The request:
Reproduce the material below word for word, starting from its first line and ending with the line that contains "63;48;95;82", including that line.

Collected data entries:
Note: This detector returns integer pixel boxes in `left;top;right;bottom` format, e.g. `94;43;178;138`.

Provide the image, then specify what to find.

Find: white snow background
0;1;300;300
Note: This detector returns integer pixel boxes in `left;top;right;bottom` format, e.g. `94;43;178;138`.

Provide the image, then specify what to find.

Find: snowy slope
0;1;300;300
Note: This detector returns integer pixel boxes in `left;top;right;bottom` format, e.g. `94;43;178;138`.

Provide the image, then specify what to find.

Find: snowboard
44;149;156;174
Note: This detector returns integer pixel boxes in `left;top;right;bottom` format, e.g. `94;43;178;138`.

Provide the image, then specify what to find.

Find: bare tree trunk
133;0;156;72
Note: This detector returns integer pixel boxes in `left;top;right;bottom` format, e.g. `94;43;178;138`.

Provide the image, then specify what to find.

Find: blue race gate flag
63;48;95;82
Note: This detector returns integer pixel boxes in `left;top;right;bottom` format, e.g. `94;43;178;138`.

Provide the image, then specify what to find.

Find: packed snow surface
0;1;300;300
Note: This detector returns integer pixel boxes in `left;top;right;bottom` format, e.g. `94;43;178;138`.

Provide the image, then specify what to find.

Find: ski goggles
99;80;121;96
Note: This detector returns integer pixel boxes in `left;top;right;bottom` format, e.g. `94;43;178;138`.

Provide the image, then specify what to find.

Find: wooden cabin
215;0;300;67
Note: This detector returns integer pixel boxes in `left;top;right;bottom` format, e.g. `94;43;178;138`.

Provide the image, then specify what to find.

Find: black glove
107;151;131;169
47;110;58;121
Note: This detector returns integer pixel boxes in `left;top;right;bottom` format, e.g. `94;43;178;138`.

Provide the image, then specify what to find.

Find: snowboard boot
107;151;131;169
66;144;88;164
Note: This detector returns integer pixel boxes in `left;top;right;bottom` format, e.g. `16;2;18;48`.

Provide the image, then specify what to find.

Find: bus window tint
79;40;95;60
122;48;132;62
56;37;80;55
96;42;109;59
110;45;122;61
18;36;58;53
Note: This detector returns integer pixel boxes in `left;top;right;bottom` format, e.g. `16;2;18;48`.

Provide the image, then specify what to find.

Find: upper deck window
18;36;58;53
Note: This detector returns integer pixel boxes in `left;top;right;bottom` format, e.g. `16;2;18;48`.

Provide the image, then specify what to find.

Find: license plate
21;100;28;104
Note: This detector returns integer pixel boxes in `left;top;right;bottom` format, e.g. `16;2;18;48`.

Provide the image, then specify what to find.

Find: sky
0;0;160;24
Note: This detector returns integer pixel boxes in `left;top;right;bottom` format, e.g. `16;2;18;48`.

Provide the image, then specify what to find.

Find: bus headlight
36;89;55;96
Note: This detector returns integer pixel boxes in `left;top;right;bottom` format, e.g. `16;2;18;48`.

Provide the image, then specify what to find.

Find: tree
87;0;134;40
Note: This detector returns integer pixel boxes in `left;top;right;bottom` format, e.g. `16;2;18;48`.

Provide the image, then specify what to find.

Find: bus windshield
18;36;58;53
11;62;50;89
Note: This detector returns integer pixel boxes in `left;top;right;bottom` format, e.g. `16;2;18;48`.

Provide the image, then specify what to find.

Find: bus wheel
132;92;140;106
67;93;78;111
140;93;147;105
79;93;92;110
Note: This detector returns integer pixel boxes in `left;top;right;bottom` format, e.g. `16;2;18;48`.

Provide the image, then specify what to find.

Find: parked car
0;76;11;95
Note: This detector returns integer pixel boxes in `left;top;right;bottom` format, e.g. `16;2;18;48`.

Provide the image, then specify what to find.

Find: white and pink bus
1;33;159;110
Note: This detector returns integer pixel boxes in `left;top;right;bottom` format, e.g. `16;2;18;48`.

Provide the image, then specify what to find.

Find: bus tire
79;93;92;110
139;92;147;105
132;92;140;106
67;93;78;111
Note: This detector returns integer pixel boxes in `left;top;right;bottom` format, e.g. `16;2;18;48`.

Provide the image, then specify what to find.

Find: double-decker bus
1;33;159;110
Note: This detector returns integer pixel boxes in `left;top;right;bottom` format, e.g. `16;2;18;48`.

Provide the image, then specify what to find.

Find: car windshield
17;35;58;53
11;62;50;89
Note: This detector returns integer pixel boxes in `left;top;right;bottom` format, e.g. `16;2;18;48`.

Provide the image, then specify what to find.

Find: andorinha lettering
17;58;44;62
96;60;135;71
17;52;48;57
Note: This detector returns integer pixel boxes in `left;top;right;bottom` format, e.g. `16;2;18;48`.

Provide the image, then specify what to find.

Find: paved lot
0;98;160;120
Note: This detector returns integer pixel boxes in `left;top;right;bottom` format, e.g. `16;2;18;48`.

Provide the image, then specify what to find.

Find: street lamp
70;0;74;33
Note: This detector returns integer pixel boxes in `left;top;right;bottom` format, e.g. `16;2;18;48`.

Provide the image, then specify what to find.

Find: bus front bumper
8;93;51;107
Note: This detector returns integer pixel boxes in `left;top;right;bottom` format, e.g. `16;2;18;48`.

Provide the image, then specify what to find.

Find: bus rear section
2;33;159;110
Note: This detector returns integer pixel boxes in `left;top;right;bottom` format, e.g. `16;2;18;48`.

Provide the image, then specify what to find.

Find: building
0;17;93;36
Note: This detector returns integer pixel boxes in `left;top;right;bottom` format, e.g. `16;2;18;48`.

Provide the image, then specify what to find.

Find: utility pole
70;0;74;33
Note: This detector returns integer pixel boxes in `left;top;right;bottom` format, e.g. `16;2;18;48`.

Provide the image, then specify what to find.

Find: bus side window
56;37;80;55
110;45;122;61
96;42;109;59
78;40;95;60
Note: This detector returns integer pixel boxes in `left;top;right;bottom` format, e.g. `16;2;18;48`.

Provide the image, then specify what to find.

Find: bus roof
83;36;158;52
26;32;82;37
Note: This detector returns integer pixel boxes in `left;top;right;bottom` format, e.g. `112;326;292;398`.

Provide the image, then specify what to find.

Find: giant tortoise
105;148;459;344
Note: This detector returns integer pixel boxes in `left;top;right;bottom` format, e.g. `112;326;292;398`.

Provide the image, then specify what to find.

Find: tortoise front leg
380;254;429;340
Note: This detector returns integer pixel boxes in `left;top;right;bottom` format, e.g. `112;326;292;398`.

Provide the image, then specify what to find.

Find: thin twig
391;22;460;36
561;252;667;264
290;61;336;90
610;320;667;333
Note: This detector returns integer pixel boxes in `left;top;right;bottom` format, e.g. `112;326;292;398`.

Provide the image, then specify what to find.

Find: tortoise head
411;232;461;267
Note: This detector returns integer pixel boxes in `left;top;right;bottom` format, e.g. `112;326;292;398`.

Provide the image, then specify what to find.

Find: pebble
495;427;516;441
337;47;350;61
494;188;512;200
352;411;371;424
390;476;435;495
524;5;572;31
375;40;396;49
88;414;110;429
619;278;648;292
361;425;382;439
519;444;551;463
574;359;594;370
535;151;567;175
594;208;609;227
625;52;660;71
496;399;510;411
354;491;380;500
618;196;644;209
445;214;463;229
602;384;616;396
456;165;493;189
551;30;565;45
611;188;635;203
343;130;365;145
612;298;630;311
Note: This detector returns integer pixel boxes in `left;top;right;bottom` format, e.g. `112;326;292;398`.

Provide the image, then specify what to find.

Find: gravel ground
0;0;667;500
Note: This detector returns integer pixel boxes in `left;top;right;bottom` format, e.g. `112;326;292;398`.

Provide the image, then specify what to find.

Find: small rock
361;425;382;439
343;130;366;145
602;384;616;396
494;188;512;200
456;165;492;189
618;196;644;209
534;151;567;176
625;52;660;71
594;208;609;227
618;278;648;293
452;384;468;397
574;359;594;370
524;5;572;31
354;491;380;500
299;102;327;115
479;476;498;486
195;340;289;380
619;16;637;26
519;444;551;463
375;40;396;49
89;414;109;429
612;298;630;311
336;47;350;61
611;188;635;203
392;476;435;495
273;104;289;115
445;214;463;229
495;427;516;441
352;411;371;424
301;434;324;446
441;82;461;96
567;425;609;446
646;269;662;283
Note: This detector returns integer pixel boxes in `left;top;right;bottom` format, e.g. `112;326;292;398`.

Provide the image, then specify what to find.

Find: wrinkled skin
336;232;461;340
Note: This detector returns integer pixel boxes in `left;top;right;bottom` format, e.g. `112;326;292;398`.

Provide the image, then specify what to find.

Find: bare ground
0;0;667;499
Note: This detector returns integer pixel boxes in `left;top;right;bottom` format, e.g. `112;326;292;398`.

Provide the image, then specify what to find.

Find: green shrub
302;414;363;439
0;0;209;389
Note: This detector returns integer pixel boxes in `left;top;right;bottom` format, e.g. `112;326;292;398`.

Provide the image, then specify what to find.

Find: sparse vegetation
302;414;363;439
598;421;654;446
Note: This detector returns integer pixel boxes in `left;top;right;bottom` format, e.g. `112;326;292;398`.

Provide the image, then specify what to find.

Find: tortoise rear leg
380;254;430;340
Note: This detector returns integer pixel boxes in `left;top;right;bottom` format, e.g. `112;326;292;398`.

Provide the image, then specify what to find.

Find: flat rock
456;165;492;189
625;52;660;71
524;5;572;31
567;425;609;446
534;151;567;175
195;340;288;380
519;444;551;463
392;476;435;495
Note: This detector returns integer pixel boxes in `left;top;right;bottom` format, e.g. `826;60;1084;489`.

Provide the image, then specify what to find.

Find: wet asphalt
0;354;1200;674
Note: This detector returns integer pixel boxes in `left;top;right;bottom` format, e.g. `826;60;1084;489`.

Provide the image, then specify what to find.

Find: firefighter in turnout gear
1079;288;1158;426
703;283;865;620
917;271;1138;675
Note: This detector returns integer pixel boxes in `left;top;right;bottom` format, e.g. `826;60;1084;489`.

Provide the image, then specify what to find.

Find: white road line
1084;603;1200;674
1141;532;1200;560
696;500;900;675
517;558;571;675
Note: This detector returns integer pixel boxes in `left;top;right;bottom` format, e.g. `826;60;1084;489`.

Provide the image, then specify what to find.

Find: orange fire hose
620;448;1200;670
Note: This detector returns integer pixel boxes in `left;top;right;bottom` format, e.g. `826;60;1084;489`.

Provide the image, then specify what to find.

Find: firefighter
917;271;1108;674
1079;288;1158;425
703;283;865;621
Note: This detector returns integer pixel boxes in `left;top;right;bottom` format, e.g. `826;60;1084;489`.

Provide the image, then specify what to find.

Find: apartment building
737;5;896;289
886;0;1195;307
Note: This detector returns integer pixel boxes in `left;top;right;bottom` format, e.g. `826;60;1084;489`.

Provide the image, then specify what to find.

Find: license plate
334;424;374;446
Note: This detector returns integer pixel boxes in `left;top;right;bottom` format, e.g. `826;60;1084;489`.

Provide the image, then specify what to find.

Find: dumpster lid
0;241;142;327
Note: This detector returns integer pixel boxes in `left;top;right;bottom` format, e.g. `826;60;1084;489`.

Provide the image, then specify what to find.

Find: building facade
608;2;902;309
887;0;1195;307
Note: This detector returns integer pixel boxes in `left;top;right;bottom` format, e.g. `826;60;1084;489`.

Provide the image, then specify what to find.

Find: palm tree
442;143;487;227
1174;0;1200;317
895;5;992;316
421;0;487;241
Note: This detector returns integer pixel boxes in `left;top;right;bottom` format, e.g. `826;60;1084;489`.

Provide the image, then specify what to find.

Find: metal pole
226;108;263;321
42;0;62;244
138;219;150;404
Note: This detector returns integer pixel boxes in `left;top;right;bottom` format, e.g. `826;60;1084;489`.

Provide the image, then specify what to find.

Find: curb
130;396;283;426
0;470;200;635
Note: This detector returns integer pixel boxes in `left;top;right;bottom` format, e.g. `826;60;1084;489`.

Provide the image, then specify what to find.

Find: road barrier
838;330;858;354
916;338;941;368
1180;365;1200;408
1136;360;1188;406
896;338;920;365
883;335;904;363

Exercise output:
Note: This detector returns integer pixel boxes in `left;top;right;bottom` format, e.g. `94;43;178;138`.

Provide the image, then specify what to find.

Find: white snow background
0;1;300;300
Note: This detector returns integer pixel boxes in `left;top;right;bottom` format, e.g. `94;43;178;138`.

Provide the image, then specify what to find.

Find: snowy slope
0;1;300;300
Note: This detector returns integer pixel boxes in `left;top;right;bottom` format, e.g. `94;43;178;138`.

Provide the image, then specify what to find.

Find: snowboard
44;149;156;174
Note: This detector returns integer pixel boxes in `left;top;right;bottom` format, e.g. `94;43;178;138`.

Provide the image, then specify what to find.

Find: bare tree trunk
133;0;156;72
Note: This detector returns integer pixel boxes in `left;top;right;bottom` format, e.g. `94;43;178;138`.

Provide the image, then specify what to find.

Find: blue race gate flag
63;48;95;82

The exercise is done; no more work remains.